-- Document extract start --
Edit attributeLists

Attributes are descriptions of variables, typically columns or column names in tabular data. Attributes are stored in an attributeList. When editing attributes in R, we convert the attribute list information to data frame (table) format so that it is easier to edit. When editing attributes you will need to create one to three data frame objects:

  1. A data.frame of attributes
  2. A data.frame of custom units (if applicable)
  3. A data.frame of factors (if applicable)

The attributeList is an element within one of 4 different types of entity objects. An entity corresponds to a file, typically. Multiple entities (files) can exist within a dataset. The 4 different entity types are dataTable (most common for us), spatialVector, spatialRaster, and otherEntity.

Please note that submitting attribute information through the website will store them in an otherEntity object by default. We prefer to store them in a dataTable object for tabular data or a spatialVector or spatialRaster object for spatial data.

To edit or examine an existing attribute list already in an EML file, you can use the following commands, where i represents the index of the series element you are interested in. Note that if there is only one item in the series (ie there is only one dataTable), you should just call doc$dataset$dataTable, as in this case doc$dataset$dataTable[[1]] will return the first sub-element of the dataTable (the entityName)

# If they are stored in an otherEntity (submitted from the website by default)
attribute_tables <- EML::get_attributes(doc$dataset$otherEntity[[i]]$attributeList)
# Or if they are stored in a dataTable (usually created by a datateam member)
attribute_tables <- EML::get_attributes(doc$dataset$dataTable[[i]]$attributeList)

The get_attributes() function returns the attribute_tables object, which is a list of the three data frames mentioned above. The data frame with the attributes is called attribute_tables$attributes.

attribute_tables$attributes
print(attribute_tables$attributes)
-- Document extract end --
-- Dataset content start --
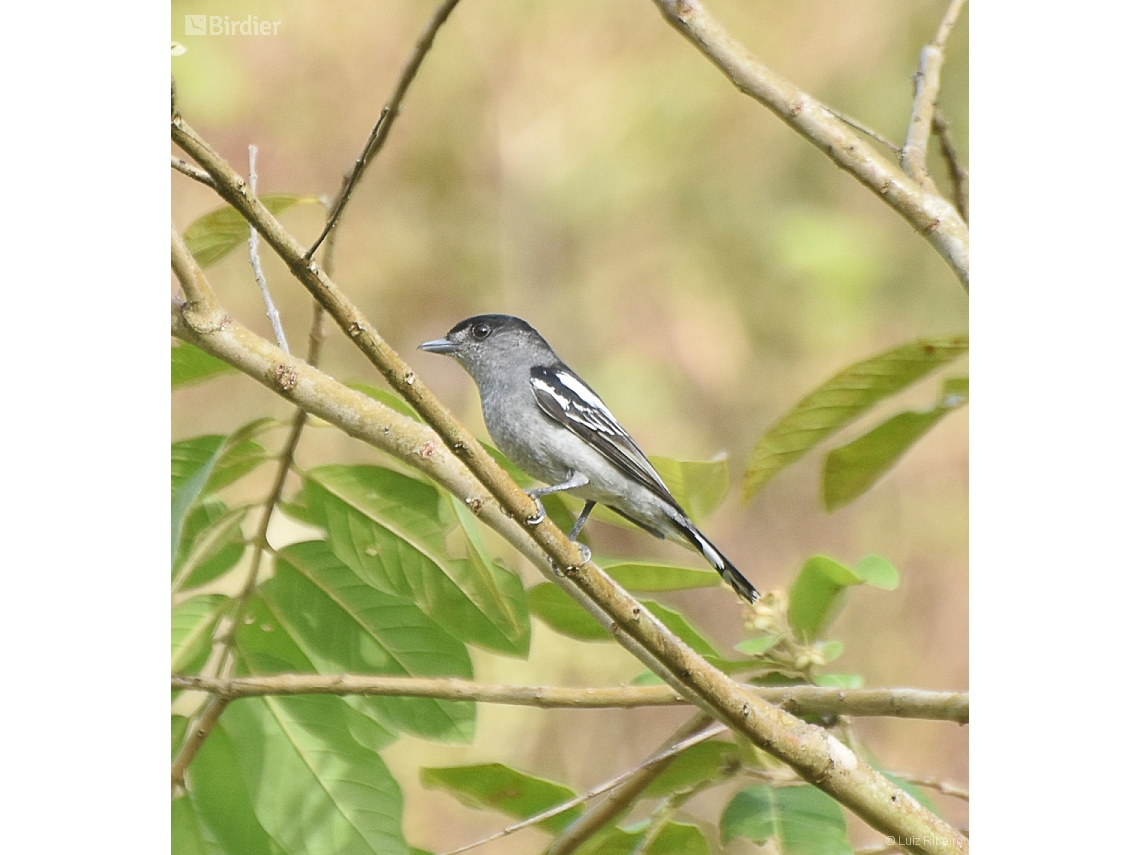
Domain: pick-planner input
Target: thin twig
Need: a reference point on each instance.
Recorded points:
-- Dataset content end --
What you are asked to do: In the text on editing attributeLists, what are the four entity types that can contain an attributeList?

Full answer: dataTable, spatialVector, spatialRaster, and otherEntity.